**** Seleção

Fonte https://www.huffpostbrasil.com/entry/orfaos-da-terra_br_5d8e6c04e4b0019647a88ca7
Já vimos essa novela antes. Órfãos da Terra — produção das seis encerrada nesta sexta-feira (27) — repetiu uma característica que tornou-se recorrente entre algumas das últimas novelas da Globo: tramas que não se sustentam ao longo dos meses. Foi assim também com Verão 90, Segundo Sol e O Tempo Não Para.
Suas histórias esgotaram-se antes da metade, sobrando embromação para segurar seis meses no ar. As tramas iniciaram em grande estilo, com todo o gás, cativando o público, para logo perderem a força. Algumas mantendo a audiência, outras não conseguindo segurar.
A primeira fase de Órfãos da Terra, estrelada pelo vilão Sheik Aziz, recebeu merecidamente todos os aplausos. Com um roteiro de tirar o fôlego e grandes interpretações — principalmente de Herson Capri, Letícia Sabatella e Ana Cecília Costa —, a direção (artística de Gustavo Fernández) exibiu um espetáculo que o público estava habituado a ver apenas no cinema, em séries documentais ou no horário das 23h da Globo.

********
**** Registros de dados

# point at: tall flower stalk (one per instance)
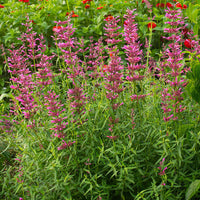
(134, 54)
(173, 68)
(114, 73)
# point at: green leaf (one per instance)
(192, 189)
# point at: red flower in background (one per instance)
(87, 6)
(178, 5)
(187, 43)
(151, 25)
(162, 5)
(169, 5)
(109, 18)
(74, 15)
(69, 13)
(184, 6)
(56, 28)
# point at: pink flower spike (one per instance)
(112, 137)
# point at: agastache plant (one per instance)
(133, 53)
(114, 75)
(172, 95)
(74, 71)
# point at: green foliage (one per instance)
(95, 166)
(194, 81)
(192, 189)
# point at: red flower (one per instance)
(125, 23)
(178, 5)
(187, 43)
(56, 28)
(74, 15)
(151, 25)
(31, 21)
(69, 13)
(184, 6)
(162, 5)
(185, 31)
(109, 18)
(104, 69)
(169, 5)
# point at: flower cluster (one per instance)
(162, 170)
(133, 51)
(172, 96)
(74, 71)
(53, 106)
(113, 74)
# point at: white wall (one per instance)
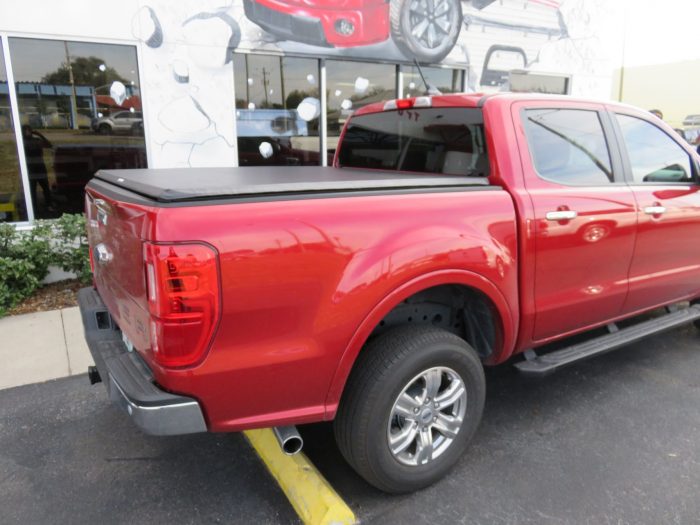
(187, 81)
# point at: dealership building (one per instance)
(165, 84)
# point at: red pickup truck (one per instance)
(452, 233)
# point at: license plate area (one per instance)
(127, 342)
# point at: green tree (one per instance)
(86, 71)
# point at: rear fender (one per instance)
(507, 328)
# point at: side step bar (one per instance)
(542, 365)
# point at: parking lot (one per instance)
(611, 440)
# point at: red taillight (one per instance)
(183, 299)
(408, 103)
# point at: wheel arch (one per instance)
(505, 323)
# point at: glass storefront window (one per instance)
(80, 111)
(352, 85)
(445, 79)
(12, 205)
(277, 110)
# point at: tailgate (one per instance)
(116, 231)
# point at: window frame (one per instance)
(625, 157)
(5, 37)
(608, 136)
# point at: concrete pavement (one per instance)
(41, 346)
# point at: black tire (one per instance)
(402, 21)
(385, 367)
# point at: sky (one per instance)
(661, 32)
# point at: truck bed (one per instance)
(178, 184)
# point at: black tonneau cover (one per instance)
(191, 184)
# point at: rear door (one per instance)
(584, 215)
(663, 176)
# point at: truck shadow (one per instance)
(532, 416)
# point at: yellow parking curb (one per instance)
(310, 494)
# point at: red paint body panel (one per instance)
(370, 18)
(304, 282)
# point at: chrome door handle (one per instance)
(654, 210)
(561, 215)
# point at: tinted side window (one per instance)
(568, 146)
(654, 156)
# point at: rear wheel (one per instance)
(410, 408)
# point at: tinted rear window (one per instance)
(448, 141)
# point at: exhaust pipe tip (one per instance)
(289, 439)
(94, 375)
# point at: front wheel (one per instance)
(425, 29)
(410, 408)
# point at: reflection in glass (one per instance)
(445, 79)
(277, 110)
(568, 146)
(352, 85)
(654, 156)
(12, 206)
(80, 111)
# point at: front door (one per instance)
(661, 173)
(584, 217)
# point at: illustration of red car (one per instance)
(423, 29)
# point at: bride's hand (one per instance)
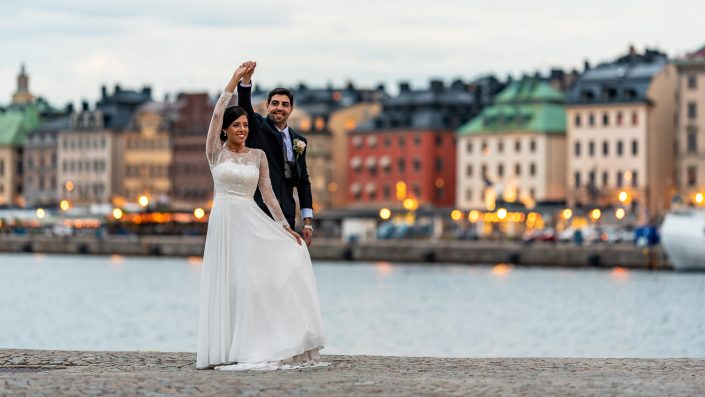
(293, 233)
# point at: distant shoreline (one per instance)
(416, 251)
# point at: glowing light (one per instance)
(117, 213)
(567, 213)
(199, 213)
(620, 213)
(595, 214)
(410, 204)
(501, 269)
(401, 190)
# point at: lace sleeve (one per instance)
(265, 188)
(213, 143)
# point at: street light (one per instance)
(117, 213)
(595, 214)
(619, 213)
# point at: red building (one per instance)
(408, 151)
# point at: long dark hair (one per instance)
(231, 114)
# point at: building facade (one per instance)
(406, 155)
(690, 133)
(148, 155)
(620, 121)
(515, 150)
(41, 164)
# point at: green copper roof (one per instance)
(526, 105)
(16, 123)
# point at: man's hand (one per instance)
(249, 70)
(307, 235)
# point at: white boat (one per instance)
(683, 238)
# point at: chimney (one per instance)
(437, 86)
(404, 87)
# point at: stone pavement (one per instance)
(70, 373)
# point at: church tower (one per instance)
(22, 96)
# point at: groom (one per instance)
(285, 150)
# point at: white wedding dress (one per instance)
(258, 298)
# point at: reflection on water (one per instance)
(145, 303)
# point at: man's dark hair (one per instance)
(281, 91)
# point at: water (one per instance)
(144, 303)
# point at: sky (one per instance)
(71, 48)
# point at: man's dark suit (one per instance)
(264, 135)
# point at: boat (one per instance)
(683, 238)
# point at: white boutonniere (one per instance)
(299, 147)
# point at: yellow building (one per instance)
(147, 154)
(620, 123)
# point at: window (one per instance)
(692, 140)
(692, 175)
(692, 82)
(692, 110)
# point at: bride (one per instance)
(258, 299)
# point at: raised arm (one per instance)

********

> [Tarefas]:
1/ Na crítica sobre Órfãos da Terra, quem foi o diretor artístico da primeira fase da novela?
2/ Por favor, prossiga com a crítica sobre Órfãos da Terra a partir da última frase apresentada.

> [Respostas]:
1/ Gustavo Fernández.

2/
A morte (prematura) do sheik, no entanto, mudou tudo. A novela perdeu a força e o brilho iniciais. O roteiro se esvaiu em uma vingança sem sentido e cansativa — e a direção afrouxou.
Nem foi a primeira novela de Thelma Guedes e Duca Rachid a sofrer desse mal. Praticamente todas as suas tramas são repletas de idas e vindas que não saem do lugar, nas quais o vilão persegue o mocinho. Órfãos da Terra foi outro show de gato e rato, entre uma bruxa de desenho animado e um casal de mocinhos chatos, com direito a tramas batidas que subestimam o público em entrechos dignos de “plano infalível do Cebolinha”. A ótima Alice Wegmann bem que se esforçou, mas não conseguiu escapar das caras e bocas de sua personagem, a vilã Dalila, diante de um roteiro banal e repetitivo.
O melhor de Órfãos da Terra — e o que valeu a pena a audiência — estava fora da trama principal de vingança. Primeiro, a abordagem cuidadosa aos refugiados, suas dificuldades de socialização e inclusão tratadas por meio de personagens fictícios e em depoimentos de refugiados reais. Os depoimentos eram tão bons que lamenta-se não ter havido mais. Já na fase final, surge outro tema social, o Alzheimer, sensivelmente conduzido pelas autoras e pelos atores Flávio Migliaccio e Osmar Prado, cujos personagens estavam, até então, em um contexto cômico. Um show dos atores veteranos!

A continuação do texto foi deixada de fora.